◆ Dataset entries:
——————————

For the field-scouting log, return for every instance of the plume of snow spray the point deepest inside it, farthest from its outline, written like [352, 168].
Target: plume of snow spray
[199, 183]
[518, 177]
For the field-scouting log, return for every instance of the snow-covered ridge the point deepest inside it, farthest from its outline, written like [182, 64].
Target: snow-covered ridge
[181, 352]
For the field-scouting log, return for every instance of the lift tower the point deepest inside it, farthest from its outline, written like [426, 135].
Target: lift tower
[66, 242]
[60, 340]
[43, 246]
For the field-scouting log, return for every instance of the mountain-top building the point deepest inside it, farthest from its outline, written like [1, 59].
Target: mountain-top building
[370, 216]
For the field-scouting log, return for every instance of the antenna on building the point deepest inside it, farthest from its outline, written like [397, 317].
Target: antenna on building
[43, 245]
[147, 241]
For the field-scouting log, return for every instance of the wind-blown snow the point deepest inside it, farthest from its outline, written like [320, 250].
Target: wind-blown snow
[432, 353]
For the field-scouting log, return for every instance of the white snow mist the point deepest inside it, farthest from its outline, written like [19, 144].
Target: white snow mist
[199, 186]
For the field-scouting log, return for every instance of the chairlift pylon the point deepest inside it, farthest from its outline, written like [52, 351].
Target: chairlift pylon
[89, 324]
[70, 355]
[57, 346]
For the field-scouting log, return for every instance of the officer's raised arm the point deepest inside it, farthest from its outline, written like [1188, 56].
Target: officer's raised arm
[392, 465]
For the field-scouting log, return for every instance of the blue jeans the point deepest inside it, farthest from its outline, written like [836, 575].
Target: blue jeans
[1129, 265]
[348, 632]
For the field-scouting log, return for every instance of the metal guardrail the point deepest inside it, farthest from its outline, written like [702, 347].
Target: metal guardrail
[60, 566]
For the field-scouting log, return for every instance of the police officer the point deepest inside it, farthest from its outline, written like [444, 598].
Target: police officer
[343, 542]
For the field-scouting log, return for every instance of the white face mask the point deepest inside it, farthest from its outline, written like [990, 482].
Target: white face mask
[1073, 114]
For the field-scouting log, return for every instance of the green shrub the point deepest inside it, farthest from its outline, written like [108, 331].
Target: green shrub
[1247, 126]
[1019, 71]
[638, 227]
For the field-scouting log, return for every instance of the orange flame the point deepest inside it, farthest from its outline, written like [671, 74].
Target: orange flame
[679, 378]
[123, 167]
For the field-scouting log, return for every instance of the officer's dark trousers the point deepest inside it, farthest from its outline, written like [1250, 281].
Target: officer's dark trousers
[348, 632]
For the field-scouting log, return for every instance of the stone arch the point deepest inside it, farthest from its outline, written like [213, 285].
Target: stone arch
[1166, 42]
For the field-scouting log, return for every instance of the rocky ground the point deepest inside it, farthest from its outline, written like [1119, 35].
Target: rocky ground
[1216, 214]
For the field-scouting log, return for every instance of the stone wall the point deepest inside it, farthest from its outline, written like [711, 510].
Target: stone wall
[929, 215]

——————————

◆ What to work on:
With no line skipped, repeat the records exactly.

◆ Problem solution:
For the field-scouting log, return for every instance of the plume of snow spray the point deepest inside it, farthest from its outline, written like [352, 168].
Target: plume of snow spray
[199, 183]
[518, 177]
For the field-scouting log, return for every instance of the snow-covered ridge the point deepest inside it, farthest from its outline, written like [182, 64].
Target: snow-covered ridge
[181, 352]
For the field-scouting log, return for every instance of the lift tower the point deepest inside it, farthest from its outline, written like [426, 135].
Target: lift tower
[66, 242]
[60, 340]
[43, 246]
For the field-scouting log, return for every instance of the mountain-top building the point deepest inside it, farthest from its outline, written like [1, 59].
Target: mountain-top building
[370, 216]
For the field-scouting log, return for every instance of the antenna on building the point deepest inside it, farthest from its outline, written like [397, 317].
Target: antenna on building
[43, 245]
[147, 241]
For the field-scouting log, return for every instance of the wind-blown snow the point deepest inside it, farthest from its outline, written like [320, 250].
Target: wind-blown snow
[432, 353]
For the field-scouting log, return for every instance of the white snow mist the point deepest inside it, farthest from its outline, written like [19, 144].
Target: white snow mist
[199, 186]
For the field-scouting log, return for every instance of the chairlift pylon the point deepest inside it, farthest from its outline, written like [52, 351].
Target: chairlift pylon
[89, 324]
[70, 355]
[57, 346]
For the field-scouting log, return for every instance of the officer's raised arm the point deepest inside it, farthest from its outline, written like [1188, 56].
Target: officer's raised arm
[392, 465]
For the field-scouting log, return for every instance of the blue jeans the point deepest inside it, farthest from its outline, written like [836, 575].
Target: blue jeans
[1129, 265]
[348, 632]
For the field-scouting log, return for every instance of the metal guardrail the point deepest inside it, farthest from its outline, written like [702, 347].
Target: metal guardrail
[60, 566]
For the field-scouting log, return for every instance of the police officer the point deepest inside it, farthest from its outline, written like [444, 598].
Target: police officer
[343, 542]
For the field-scouting log, return for every instance of the white face mask the point deepest inside it, farthest from its outline, written like [990, 482].
Target: white face mask
[1073, 114]
For the field-scouting log, return for every instance of the green shrub the point deepest inside it, farthest from its outline, written like [108, 331].
Target: green shrub
[1247, 126]
[1019, 71]
[638, 227]
For the field-scouting log, return for every instance of the orange flame the point deepest inside it, farthest from its outline, written like [671, 74].
Target: orange flame
[679, 378]
[123, 167]
For the field-scouting log, return for every instance of the officer's dark trousers the point deepest inside it, farthest from its outline, written like [1250, 281].
Target: officer's dark trousers
[348, 632]
For the field-scouting log, return for every instance of the stone arch the point deepest inside it, farthest from its outline, written like [213, 285].
Target: stone arch
[1166, 42]
For the field-scouting log, return for every instance of the rocky ground the point deepest inside it, farthest from its outline, written like [1119, 35].
Target: rocky ground
[1216, 214]
For the field-scouting log, return for every instance of the stone wall the point deepest inside it, farthest from its outline, written like [711, 510].
Target: stone wall
[929, 215]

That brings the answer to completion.